### STATED TASK
Convert the material from the line with "task | drop a marker on every instance of the sunlit" to the line with "column 711, row 539", both included, into a numbered list that skips blank lines. Leave the pictures out of your answer.

### Stored dataset items

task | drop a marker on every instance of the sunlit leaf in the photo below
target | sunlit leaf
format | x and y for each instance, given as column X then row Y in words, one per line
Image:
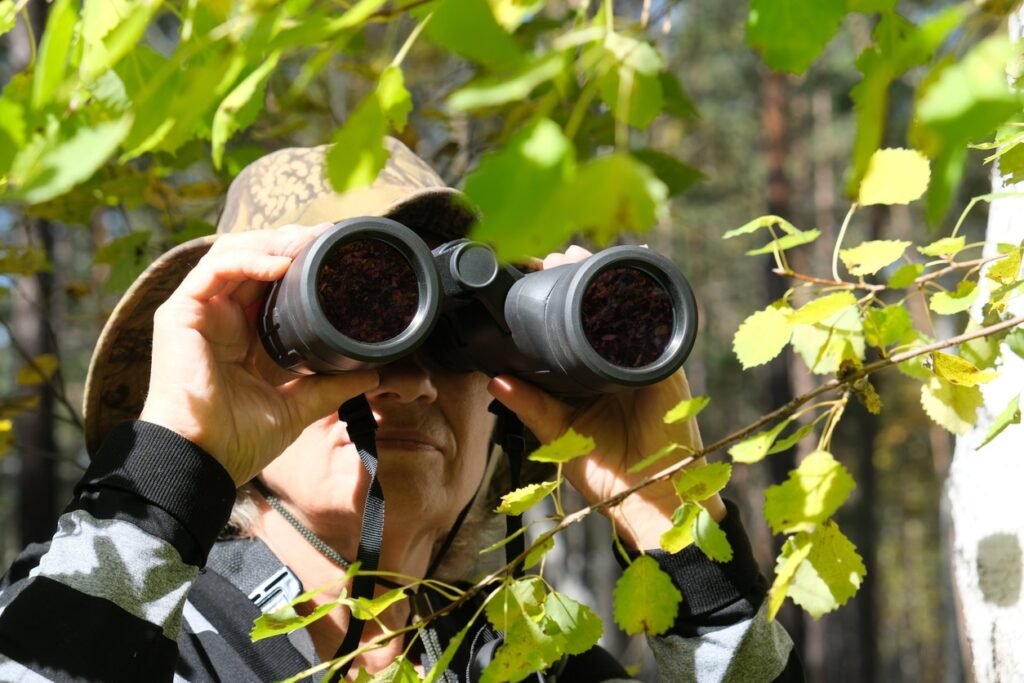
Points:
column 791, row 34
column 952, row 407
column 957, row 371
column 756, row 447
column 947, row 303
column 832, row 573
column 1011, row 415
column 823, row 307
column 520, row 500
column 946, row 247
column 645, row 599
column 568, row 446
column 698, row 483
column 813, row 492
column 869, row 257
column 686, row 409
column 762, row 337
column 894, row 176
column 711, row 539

--

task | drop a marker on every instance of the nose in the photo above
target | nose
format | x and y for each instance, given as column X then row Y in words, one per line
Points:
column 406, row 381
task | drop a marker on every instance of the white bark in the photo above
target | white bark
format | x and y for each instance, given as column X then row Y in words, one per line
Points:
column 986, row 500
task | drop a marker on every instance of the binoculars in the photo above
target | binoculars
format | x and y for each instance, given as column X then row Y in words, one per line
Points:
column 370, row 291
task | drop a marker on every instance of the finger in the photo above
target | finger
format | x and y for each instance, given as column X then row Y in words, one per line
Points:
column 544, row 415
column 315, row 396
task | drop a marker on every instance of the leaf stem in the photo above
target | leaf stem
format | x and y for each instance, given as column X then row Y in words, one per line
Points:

### WORKED ANSWER
1. task | drop a marker on every instance of the sunlit leaf in the photo below
2. target | sunlit leaf
3. format | x and y for each instance, given as column X then row Y in words, one per line
4. Image:
5. Points:
6. column 791, row 34
7. column 952, row 407
8. column 957, row 371
9. column 756, row 447
10. column 947, row 303
11. column 832, row 573
12. column 1011, row 415
13. column 823, row 307
14. column 520, row 500
15. column 946, row 247
16. column 645, row 599
17. column 568, row 446
18. column 698, row 483
19. column 813, row 492
20. column 869, row 257
21. column 686, row 409
22. column 762, row 337
23. column 894, row 176
24. column 711, row 539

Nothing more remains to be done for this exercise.